SET TASK ▸
Reproduce each of the following records line for line, without changing anything.

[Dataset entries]
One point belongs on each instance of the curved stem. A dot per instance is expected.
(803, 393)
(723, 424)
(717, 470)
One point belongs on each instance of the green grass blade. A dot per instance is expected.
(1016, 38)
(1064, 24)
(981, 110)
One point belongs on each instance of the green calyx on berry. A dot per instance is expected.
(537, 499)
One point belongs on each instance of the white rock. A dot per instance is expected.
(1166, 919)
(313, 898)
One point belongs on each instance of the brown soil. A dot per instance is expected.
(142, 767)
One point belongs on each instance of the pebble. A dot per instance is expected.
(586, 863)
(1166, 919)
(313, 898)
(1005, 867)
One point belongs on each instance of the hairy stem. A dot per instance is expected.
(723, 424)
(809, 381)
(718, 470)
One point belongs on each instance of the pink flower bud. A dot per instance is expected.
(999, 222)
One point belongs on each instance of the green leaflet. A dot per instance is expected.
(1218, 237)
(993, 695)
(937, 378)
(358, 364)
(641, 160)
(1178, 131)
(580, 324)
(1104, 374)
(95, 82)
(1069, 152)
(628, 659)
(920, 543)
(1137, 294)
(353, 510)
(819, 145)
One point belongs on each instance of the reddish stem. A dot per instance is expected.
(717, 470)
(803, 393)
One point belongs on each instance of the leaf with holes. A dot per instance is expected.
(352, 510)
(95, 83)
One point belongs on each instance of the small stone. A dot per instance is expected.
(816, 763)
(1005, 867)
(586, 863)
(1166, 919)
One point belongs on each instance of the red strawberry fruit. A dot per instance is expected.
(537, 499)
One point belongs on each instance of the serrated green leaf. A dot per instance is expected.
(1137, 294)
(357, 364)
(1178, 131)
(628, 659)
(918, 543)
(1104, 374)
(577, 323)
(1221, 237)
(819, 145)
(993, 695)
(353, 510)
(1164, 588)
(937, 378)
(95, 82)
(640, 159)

SOLUTION TO THE EXERCISE ▸
One point belongs on each instance of the curved stem. A dot per instance is expected.
(803, 393)
(723, 424)
(717, 470)
One point belongs on each instance of the green grass blade. A dot per instance is expected.
(1016, 38)
(1064, 24)
(981, 110)
One point belongs on each instance of the green calyx on berry. A dot per instance is expected.
(537, 499)
One point belongs on each instance of the white rock. A dot per instance is expected.
(1166, 919)
(313, 898)
One point belongs on each instance of the brown soil. A dot per instance is expected.
(142, 767)
One point belongs on each instance of the pebble. A dot per instance is expected.
(586, 863)
(1166, 919)
(313, 898)
(1005, 867)
One point belongs on each instance of the hairy stem. A dot per instance is expected.
(723, 424)
(809, 381)
(718, 470)
One point belongs on each instance of the pink flower bud. A dot per instance is expected.
(999, 222)
One point belongs on each instance of the green leaflet. A dot per instance is expected.
(1218, 237)
(993, 695)
(937, 378)
(358, 364)
(641, 160)
(1178, 131)
(580, 324)
(1104, 374)
(95, 82)
(1069, 152)
(628, 659)
(920, 543)
(1137, 294)
(353, 510)
(819, 145)
One point belongs on each instance of the reddish stem. A dot per instance is expected.
(717, 470)
(803, 393)
One point belongs on each instance of the leaf with holes. A dot per instance is expected.
(352, 510)
(95, 83)
One point belongs on each instance of the small stone. A dot per instance is expected.
(816, 763)
(1005, 867)
(586, 863)
(1166, 919)
One point belongs on each instance of the red strawberry fruit. A dot per instance is expected.
(537, 499)
One point belongs on each instance of the serrated green leaf. A dot per instance is expected.
(1137, 294)
(357, 364)
(1178, 131)
(628, 659)
(918, 543)
(1104, 374)
(577, 323)
(1221, 237)
(819, 145)
(993, 695)
(353, 510)
(1164, 588)
(937, 378)
(95, 82)
(640, 159)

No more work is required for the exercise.